→ Problem details: Copy the records below word for word, with nothing changed.

Excerpts from a dataset on pointing at objects
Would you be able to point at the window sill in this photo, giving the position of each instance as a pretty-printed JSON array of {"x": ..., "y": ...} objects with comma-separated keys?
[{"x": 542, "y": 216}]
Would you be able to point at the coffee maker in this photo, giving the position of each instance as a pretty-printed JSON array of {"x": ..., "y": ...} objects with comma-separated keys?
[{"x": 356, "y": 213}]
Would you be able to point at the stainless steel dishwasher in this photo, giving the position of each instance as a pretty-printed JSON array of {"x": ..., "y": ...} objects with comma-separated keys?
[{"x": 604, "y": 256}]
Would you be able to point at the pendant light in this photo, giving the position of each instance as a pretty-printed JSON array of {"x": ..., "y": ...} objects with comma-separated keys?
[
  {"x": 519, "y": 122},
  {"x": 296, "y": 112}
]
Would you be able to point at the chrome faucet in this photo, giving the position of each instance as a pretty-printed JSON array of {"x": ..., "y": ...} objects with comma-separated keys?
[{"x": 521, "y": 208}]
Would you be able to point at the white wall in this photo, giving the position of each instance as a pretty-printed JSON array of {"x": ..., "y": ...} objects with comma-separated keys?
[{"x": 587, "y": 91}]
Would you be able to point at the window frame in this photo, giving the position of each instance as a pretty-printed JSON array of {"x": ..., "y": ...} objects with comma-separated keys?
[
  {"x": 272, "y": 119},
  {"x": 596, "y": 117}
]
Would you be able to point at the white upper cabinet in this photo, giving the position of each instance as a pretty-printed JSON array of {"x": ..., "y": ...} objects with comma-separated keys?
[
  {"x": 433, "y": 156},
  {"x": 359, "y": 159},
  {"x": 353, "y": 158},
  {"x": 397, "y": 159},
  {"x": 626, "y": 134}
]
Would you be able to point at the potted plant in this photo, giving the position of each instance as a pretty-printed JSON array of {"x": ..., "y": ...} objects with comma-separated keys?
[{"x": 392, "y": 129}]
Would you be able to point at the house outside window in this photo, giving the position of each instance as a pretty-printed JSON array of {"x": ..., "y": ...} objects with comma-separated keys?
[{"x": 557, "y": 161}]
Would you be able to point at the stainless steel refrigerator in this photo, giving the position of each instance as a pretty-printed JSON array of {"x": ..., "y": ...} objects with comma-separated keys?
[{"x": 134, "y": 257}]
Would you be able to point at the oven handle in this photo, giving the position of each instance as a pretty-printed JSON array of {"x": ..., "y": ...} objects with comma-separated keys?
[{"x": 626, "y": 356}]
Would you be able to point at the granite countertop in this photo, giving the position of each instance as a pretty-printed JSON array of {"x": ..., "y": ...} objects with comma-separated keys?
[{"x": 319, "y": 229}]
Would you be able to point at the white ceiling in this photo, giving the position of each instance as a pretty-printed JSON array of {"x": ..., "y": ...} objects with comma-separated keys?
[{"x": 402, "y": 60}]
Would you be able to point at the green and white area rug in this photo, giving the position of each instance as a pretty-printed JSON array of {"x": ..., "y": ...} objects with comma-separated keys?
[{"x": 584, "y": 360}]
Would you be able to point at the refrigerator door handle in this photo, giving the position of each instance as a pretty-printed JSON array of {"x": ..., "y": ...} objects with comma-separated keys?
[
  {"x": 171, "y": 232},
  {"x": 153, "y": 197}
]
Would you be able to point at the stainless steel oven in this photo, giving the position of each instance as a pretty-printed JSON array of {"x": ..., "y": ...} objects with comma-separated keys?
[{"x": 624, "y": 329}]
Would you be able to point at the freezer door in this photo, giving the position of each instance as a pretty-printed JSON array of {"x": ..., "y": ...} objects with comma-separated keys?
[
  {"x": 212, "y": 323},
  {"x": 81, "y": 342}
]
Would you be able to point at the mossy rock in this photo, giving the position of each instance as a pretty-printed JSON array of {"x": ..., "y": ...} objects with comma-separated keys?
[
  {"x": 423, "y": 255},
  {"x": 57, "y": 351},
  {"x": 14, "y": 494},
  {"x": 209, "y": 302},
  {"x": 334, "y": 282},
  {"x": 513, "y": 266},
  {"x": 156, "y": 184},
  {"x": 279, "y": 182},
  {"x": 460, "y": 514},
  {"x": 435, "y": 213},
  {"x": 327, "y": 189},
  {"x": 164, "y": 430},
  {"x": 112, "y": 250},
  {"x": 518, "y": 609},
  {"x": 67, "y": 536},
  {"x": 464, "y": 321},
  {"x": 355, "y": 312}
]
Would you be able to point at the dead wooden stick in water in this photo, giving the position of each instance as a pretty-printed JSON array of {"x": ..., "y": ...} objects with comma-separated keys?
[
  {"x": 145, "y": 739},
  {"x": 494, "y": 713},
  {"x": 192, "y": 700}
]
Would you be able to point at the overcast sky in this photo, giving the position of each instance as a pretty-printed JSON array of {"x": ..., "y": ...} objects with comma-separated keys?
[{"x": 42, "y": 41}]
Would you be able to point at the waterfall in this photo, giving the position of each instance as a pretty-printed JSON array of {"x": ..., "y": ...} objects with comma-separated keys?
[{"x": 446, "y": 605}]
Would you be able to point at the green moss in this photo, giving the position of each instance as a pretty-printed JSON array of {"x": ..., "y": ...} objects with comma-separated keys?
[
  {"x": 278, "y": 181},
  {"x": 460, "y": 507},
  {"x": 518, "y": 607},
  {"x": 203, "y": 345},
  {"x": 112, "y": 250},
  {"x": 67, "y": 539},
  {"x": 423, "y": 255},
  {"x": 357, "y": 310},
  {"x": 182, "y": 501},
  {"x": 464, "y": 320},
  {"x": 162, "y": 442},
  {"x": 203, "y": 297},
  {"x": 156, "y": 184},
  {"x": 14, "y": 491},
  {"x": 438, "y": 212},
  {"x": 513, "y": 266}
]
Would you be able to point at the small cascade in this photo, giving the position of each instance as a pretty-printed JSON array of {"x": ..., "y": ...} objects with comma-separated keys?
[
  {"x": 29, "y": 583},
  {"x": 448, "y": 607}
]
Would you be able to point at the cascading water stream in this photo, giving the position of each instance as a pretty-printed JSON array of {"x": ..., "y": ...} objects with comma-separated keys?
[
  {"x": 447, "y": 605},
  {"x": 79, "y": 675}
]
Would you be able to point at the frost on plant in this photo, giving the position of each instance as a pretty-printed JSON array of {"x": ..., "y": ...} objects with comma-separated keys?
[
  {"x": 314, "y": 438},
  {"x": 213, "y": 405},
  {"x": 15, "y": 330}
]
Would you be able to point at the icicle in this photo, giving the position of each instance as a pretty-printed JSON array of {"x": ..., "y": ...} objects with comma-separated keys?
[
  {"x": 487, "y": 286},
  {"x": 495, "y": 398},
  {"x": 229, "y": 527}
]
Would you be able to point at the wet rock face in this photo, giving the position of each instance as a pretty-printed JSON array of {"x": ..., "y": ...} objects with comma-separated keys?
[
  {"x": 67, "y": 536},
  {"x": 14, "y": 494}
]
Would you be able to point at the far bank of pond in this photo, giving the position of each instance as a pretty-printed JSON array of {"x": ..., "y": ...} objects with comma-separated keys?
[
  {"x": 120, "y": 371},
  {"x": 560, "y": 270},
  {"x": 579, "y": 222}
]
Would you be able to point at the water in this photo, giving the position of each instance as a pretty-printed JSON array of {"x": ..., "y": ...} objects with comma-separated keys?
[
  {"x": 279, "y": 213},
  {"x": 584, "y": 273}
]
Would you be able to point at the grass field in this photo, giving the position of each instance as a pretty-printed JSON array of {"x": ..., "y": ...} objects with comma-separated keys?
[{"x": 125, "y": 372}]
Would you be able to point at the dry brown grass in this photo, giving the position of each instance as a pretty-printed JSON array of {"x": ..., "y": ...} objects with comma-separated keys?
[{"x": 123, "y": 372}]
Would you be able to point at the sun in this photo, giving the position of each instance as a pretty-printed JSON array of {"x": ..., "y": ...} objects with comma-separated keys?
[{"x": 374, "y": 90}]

→ Response:
Would you be able to point at the window sill in this photo, giving the position of each instance as a pretty-printed JSON array of {"x": ..., "y": ...} objects with comma-separated keys?
[{"x": 542, "y": 216}]
Would you be able to point at the coffee maker in this photo, giving the position of each instance as a pretty-printed JSON array of {"x": ..., "y": ...} objects with comma-separated keys?
[{"x": 356, "y": 213}]
Would you be able to point at the stainless steel dishwasher in this photo, giving the position of each instance as a pretty-printed JSON array of {"x": ..., "y": ...} objects with comma-separated keys?
[{"x": 604, "y": 256}]
Would you be able to point at the pendant light in this photo, giving the position of each instance as a pretty-printed JSON array of {"x": ..., "y": ...} objects with comma-separated keys?
[
  {"x": 519, "y": 122},
  {"x": 296, "y": 112}
]
Would you be able to point at the chrome faucet in this photo, giving the position of each instance as a pretty-printed JSON array of {"x": ..., "y": ...} objects with comma-separated keys?
[{"x": 521, "y": 208}]
Would you be able to point at the white wall in this photo, giving the position of each instance as a pretty-printed JSON array of {"x": ..., "y": ...} objects with comma-separated keys?
[{"x": 587, "y": 91}]
Would you be able to point at the window frame in this photo, giving the position of each instance as a pretty-printed JSON array of {"x": ..., "y": ...} objects with comma-separated keys?
[
  {"x": 272, "y": 119},
  {"x": 596, "y": 117}
]
Would you be able to point at the white upper cabinet in this photo, giving the position of each instance as a pretty-printed JSON array of {"x": ..., "y": ...} objects with comma-separated keys?
[
  {"x": 433, "y": 156},
  {"x": 359, "y": 159},
  {"x": 353, "y": 158},
  {"x": 397, "y": 159},
  {"x": 626, "y": 134}
]
Would you be able to point at the potted plant in this photo, giving the position of each instance as a pretty-printed JSON array of {"x": ..., "y": ...} objects with comma-separated keys?
[{"x": 392, "y": 129}]
Would you be able to point at the house outside window in this photo, giving the position of each instance as a pretty-printed JSON array of {"x": ..., "y": ...} objects with comma-separated keys?
[{"x": 557, "y": 161}]
Would you be able to point at the stainless steel refrigerator in this photo, giving the position of each instance as a pretty-printed JSON array of {"x": ..., "y": ...} objects with comma-separated keys?
[{"x": 134, "y": 257}]
Would you be able to point at the oven handle in this photo, giving the position of each instance as a pretty-printed JSON array of {"x": ..., "y": ...} objects with comma-separated keys?
[{"x": 626, "y": 356}]
Would you be able to point at the granite countertop in this photo, giving the position of each instance as a pretty-printed JSON array of {"x": ..., "y": ...} objects with comma-separated keys?
[{"x": 319, "y": 229}]
Would you be able to point at the white ceiling in this photo, giving the position of each instance as a pretty-printed JSON array of {"x": ..., "y": ...} objects with comma-separated keys?
[{"x": 402, "y": 60}]
Would you be able to point at the green and white area rug in this photo, giving the position of each instance as a pretty-printed JSON array of {"x": ..., "y": ...} objects with comma-separated keys?
[{"x": 584, "y": 360}]
Would you be able to point at the refrigerator door handle in this photo, giving the position of each instance as a pretty-printed JSON array of {"x": ..., "y": ...} objects with comma-separated keys?
[
  {"x": 171, "y": 232},
  {"x": 153, "y": 197}
]
Would you be able to point at the stainless steel oven in this photo, giving the position of each instance as a pretty-printed JSON array of {"x": ..., "y": ...} objects with comma-separated keys?
[{"x": 624, "y": 329}]
Would you be able to point at the freezer door in this photo, giving the position of each instance as a pretty-printed JSON array of {"x": ..., "y": ...} objects with comma-separated keys?
[
  {"x": 212, "y": 323},
  {"x": 81, "y": 342}
]
Would you be able to point at the mossy rock in this photo, giving the position of each instance as a pretty-printed JSON array of {"x": ..., "y": ...} objects with comma-separated keys?
[
  {"x": 423, "y": 255},
  {"x": 57, "y": 351},
  {"x": 14, "y": 494},
  {"x": 209, "y": 302},
  {"x": 334, "y": 282},
  {"x": 513, "y": 266},
  {"x": 156, "y": 184},
  {"x": 279, "y": 182},
  {"x": 460, "y": 514},
  {"x": 435, "y": 213},
  {"x": 327, "y": 189},
  {"x": 164, "y": 430},
  {"x": 112, "y": 250},
  {"x": 518, "y": 609},
  {"x": 67, "y": 536},
  {"x": 464, "y": 321},
  {"x": 355, "y": 312}
]
Would you be able to point at the dead wooden stick in water in this photo, giving the position of each instance as a pretty-printed JSON array of {"x": ..., "y": ...} objects with comma-separated keys?
[
  {"x": 145, "y": 739},
  {"x": 494, "y": 713},
  {"x": 192, "y": 700}
]
Would you be able to point at the overcast sky in this photo, giving the position of each instance as a pretty-printed JSON array of {"x": ..., "y": ...} objects with comma-separated keys?
[{"x": 42, "y": 41}]
Would you be able to point at the waterfall in this photo, giving the position of each instance as a pretty-printed JSON array of {"x": ..., "y": ...} objects with comma-separated keys?
[{"x": 446, "y": 605}]
Would you be able to point at the green moss in this photo, giving the position of each instance as a pretty-printed JSON array of {"x": ..., "y": ...} objects with comma-separated keys?
[
  {"x": 278, "y": 181},
  {"x": 460, "y": 507},
  {"x": 518, "y": 607},
  {"x": 203, "y": 345},
  {"x": 112, "y": 250},
  {"x": 67, "y": 539},
  {"x": 423, "y": 255},
  {"x": 357, "y": 310},
  {"x": 182, "y": 501},
  {"x": 464, "y": 320},
  {"x": 162, "y": 442},
  {"x": 203, "y": 297},
  {"x": 156, "y": 184},
  {"x": 14, "y": 491},
  {"x": 438, "y": 212},
  {"x": 513, "y": 266}
]
Would you be able to point at the small cascade in this photo, giving the position of each instance as a pretty-printed JSON array of {"x": ..., "y": ...} objects with comma-separated keys?
[
  {"x": 29, "y": 583},
  {"x": 448, "y": 607}
]
Would you be able to point at the cascading water stream in this photo, giving the position of each instance as a pretty-printed JSON array of {"x": ..., "y": ...} objects with comma-separated keys?
[
  {"x": 447, "y": 605},
  {"x": 79, "y": 675}
]
Would you be able to point at the frost on plant in this photo, giving the position of each instance as a pretty-printed JSON array of {"x": ..., "y": ...} objects with comma-separated keys?
[
  {"x": 314, "y": 438},
  {"x": 213, "y": 405},
  {"x": 15, "y": 330}
]
Would you be able to point at the icicle in this photo, giving the position of each instance as a pretty-printed JSON array of {"x": ..., "y": ...} objects with comma-separated keys?
[
  {"x": 487, "y": 286},
  {"x": 495, "y": 398},
  {"x": 229, "y": 527}
]
Would you be able to point at the wet rock face in this photo, giving the position of each instance as a pretty-printed JSON array of {"x": ..., "y": ...} objects with comma-separated keys?
[
  {"x": 67, "y": 536},
  {"x": 14, "y": 494}
]
Would you be able to point at the far bank of pond in this photo, giving the position of each instance as a pretty-printed JSON array of {"x": ..., "y": ...} objects with comma-separated keys?
[
  {"x": 120, "y": 371},
  {"x": 560, "y": 270},
  {"x": 579, "y": 222}
]
Would you be able to point at the water in this photo, giving the position of each instance as a pretty-printed JSON array of {"x": ..., "y": ...} objects with comma-separated keys?
[
  {"x": 279, "y": 213},
  {"x": 584, "y": 273}
]
Would you be able to point at the grass field in this photo, giving the position of each instance as a pretty-printed JSON array of {"x": ..., "y": ...} objects with comma-separated keys?
[{"x": 125, "y": 372}]
Would you be able to point at the dry brown grass in this photo, giving the position of each instance as a pretty-printed JSON array of {"x": ..., "y": ...} objects with comma-separated keys?
[{"x": 123, "y": 372}]
Would you be able to point at the sun in this photo, giving the position of each instance as a pretty-printed JSON array of {"x": ..., "y": ...} objects with comma-separated keys?
[{"x": 374, "y": 90}]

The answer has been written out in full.